Your assignment >> Your task is to copy the lines of the data below from the line holding "of the curved" through the line holding "the blue sky", inclusive, exactly and with nothing added.

[Dataset excerpts]
• • •
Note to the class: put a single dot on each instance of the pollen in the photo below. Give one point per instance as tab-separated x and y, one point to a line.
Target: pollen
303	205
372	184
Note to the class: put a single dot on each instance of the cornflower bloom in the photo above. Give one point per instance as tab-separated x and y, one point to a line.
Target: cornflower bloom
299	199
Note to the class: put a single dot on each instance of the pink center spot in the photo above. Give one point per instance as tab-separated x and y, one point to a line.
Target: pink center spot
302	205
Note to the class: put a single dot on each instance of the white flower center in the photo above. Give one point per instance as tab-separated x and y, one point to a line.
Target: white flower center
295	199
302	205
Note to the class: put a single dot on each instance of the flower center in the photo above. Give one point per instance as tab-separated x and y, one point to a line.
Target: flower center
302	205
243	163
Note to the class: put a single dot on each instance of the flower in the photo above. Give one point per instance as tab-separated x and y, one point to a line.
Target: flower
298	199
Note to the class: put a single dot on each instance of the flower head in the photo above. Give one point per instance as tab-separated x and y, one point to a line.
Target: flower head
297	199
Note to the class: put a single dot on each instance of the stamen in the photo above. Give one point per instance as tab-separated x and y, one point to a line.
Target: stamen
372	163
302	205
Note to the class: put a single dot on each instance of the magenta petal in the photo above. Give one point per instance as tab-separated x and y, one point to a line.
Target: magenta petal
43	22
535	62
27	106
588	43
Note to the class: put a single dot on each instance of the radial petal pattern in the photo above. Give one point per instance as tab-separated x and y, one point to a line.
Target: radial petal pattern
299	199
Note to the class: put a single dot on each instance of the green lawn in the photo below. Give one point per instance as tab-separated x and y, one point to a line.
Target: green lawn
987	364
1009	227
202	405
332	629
• • •
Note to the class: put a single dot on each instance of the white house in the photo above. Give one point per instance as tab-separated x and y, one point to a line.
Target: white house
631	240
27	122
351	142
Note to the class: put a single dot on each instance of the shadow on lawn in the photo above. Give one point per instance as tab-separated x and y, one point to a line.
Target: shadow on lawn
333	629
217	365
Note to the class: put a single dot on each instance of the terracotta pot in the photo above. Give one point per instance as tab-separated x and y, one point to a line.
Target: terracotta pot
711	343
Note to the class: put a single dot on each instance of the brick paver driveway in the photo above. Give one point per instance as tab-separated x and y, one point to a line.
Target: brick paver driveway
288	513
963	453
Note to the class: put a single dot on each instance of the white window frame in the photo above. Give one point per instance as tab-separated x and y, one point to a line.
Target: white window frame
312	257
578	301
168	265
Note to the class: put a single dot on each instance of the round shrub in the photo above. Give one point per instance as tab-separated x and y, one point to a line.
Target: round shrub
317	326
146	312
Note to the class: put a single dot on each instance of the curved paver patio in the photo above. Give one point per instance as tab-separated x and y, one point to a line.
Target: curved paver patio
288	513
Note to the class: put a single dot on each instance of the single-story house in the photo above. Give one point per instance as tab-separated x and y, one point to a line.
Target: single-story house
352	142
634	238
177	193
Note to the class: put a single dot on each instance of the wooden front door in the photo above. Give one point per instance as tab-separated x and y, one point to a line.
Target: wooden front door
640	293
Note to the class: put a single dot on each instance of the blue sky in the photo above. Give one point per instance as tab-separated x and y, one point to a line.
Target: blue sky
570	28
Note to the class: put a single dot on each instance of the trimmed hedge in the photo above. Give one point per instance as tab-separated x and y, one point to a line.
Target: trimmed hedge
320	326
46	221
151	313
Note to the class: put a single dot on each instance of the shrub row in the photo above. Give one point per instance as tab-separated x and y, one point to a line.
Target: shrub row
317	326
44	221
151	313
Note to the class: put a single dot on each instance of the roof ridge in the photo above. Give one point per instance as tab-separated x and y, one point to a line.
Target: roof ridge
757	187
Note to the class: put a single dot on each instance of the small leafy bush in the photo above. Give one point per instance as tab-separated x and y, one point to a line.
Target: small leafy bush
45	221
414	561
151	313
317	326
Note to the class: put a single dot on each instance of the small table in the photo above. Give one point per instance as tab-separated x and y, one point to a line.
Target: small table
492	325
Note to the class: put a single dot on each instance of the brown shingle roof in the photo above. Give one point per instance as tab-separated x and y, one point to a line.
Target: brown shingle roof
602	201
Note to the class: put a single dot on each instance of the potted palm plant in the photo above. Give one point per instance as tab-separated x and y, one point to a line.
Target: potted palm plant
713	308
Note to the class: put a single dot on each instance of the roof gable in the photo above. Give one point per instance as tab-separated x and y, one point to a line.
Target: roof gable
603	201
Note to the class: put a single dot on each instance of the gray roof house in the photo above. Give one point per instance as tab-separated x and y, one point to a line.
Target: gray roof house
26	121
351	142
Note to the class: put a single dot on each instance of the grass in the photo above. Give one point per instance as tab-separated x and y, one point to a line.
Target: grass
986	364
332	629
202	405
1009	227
• • •
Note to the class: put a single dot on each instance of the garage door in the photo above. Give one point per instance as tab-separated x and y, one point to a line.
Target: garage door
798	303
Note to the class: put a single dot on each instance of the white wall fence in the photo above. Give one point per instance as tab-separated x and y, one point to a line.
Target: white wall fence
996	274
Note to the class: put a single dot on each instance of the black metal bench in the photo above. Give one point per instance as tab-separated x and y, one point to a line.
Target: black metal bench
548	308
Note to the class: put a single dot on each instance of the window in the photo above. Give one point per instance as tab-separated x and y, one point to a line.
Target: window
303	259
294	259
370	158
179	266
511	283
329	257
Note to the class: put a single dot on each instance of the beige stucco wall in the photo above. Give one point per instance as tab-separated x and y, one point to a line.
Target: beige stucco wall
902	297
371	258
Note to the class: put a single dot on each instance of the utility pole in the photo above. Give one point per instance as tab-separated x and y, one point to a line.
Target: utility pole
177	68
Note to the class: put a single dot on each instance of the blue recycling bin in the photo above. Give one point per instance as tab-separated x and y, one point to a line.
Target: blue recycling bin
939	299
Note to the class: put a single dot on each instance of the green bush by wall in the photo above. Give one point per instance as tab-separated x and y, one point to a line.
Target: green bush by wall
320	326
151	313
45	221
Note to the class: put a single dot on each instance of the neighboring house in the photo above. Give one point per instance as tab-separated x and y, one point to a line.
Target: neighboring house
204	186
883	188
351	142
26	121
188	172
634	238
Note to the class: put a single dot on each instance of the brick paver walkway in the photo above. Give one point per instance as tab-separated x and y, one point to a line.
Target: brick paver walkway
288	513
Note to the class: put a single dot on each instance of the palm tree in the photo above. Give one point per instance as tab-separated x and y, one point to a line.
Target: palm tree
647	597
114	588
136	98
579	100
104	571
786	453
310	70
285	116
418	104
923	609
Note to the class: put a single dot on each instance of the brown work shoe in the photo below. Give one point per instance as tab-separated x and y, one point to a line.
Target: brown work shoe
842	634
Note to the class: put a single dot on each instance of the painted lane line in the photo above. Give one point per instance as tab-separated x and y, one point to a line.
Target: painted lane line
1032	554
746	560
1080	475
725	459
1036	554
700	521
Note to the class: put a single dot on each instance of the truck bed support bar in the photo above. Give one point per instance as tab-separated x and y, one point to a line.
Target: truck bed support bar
• • •
Output >>
Note to the class: put a single dot on each instance of the curved paver patio in the photo above. Give one point per instance as tab-separated x and y, one point to a line.
Target: curved paver patio
288	513
Note to the class: put a single dot on each instance of the single-story house in the photo above. Give one point per instance as tab-separated x and y, one point to a line.
Target: single-story house
352	142
634	238
177	193
Note to the class: put a single dot on each instance of the wooden front door in the photo above. Give one point per instance as tab-separated x and y, one point to a line.
Target: wooden front door
640	293
Note to the class: put a single dot on each instance of the blue sky in the photo above. Give one point per instance as tab-separated x and y, one point to a line.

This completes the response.